----- Textabschnitt
Das Thema Strausberger Altstadt ist durch permanente Diskussionen egal zu welchem Detail, schon arg strapaziert. Trotzdem veranlasst mich ein Beitrag von Herrn Petrus auf der http://www.jensknoblich.de/, zu einer etwas ausführlicheren Betrachtung des Werdegangs von 1990 bis heute, weil Herr Petrus bewusst oder unbewusst, ein wahres Wort gelassen ausgesprochen hat.
Er meinte: „Ich denke, es sollte ein Kompromiss gefunden werden, der mit der jetzigen Bebauung und dem jetzigen Zustand möglich ist“.
Damit trifft er genau den Punkt, weil in der gegenwärtigen Debatte immer noch und immer wieder Gedanken laut werden eine Flaniermeile zu schaffen, bei der u.a. von Straßencafe`s die Rede ist, obwohl die Bebauung und die derzeitige Nutzung dies kaum oder eher nicht hergibt.
----------
----- Einträge
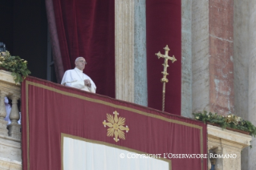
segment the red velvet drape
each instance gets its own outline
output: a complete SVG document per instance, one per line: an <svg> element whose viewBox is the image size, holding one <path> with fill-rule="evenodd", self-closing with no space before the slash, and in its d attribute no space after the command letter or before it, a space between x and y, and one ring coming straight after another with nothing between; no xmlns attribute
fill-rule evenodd
<svg viewBox="0 0 256 170"><path fill-rule="evenodd" d="M96 93L114 98L114 0L54 0L53 5L64 70L84 57L84 73L95 83Z"/></svg>
<svg viewBox="0 0 256 170"><path fill-rule="evenodd" d="M164 59L155 53L168 45L169 56L175 55L177 61L169 61L165 90L165 111L181 115L181 1L147 0L147 67L148 107L161 110Z"/></svg>
<svg viewBox="0 0 256 170"><path fill-rule="evenodd" d="M177 157L177 154L207 155L207 129L203 122L30 76L22 84L22 101L23 170L62 169L62 134L128 151L160 154L161 158L171 161L169 169L173 170L207 168L206 158ZM129 128L126 132L118 126L125 136L119 137L118 142L113 140L115 136L107 136L108 129L114 128L103 123L111 122L107 114L114 115L115 111L119 113L115 122L119 123L122 119L124 127ZM116 154L109 164L119 166L119 156Z"/></svg>

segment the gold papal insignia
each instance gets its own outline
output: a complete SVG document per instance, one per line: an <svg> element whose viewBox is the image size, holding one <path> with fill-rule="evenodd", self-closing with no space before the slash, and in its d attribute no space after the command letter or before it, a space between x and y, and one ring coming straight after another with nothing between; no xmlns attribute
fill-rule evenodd
<svg viewBox="0 0 256 170"><path fill-rule="evenodd" d="M124 132L123 131L126 131L126 132L128 132L129 128L128 126L124 127L125 123L125 118L123 117L118 117L117 115L119 113L115 111L113 112L115 115L115 117L107 113L107 120L104 120L102 123L106 126L108 126L109 128L108 128L107 136L113 136L115 135L115 137L113 138L116 142L119 141L119 139L125 140Z"/></svg>

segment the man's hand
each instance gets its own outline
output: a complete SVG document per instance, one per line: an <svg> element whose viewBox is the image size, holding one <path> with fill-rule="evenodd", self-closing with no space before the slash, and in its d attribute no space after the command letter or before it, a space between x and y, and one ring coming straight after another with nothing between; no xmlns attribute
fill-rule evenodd
<svg viewBox="0 0 256 170"><path fill-rule="evenodd" d="M91 87L91 81L90 79L84 79L84 86Z"/></svg>

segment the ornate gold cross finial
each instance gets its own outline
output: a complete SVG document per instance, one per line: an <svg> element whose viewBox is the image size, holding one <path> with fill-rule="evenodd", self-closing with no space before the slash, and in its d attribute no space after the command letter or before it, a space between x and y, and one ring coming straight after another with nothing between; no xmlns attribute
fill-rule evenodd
----------
* _Auszuführende Aufgaben_
(A) Gib den Textabschnitt zur Strausberger Altstadt zwischen „Das Thema Strausberger“ und „eher nicht hergibt.“ einschließlich wieder und ersetze darin „Bebauung“ durch „Bausubstanz“.
(B) Welche Substantive auf „-ung“ kommen im Textabschnitt zur Strausberger Altstadt vor? Nenne jedes davon nur einmal.

* _Die Antworten_
(A)
Das Thema Strausberger Altstadt ist durch permanente Diskussionen egal zu welchem Detail, schon arg strapaziert. Trotzdem veranlasst mich ein Beitrag von Herrn Petrus auf der http://www.jensknoblich.de/, zu einer etwas ausführlicheren Betrachtung des Werdegangs von 1990 bis heute, weil Herr Petrus bewusst oder unbewusst, ein wahres Wort gelassen ausgesprochen hat.
Er meinte: „Ich denke, es sollte ein Kompromiss gefunden werden, der mit der jetzigen Bausubstanz und dem jetzigen Zustand möglich ist“.
Damit trifft er genau den Punkt, weil in der gegenwärtigen Debatte immer noch und immer wieder Gedanken laut werden eine Flaniermeile zu schaffen, bei der u.a. von Straßencafe`s die Rede ist, obwohl die Bausubstanz und die derzeitige Nutzung dies kaum oder eher nicht hergibt.

(B) Betrachtung, Bebauung, Nutzung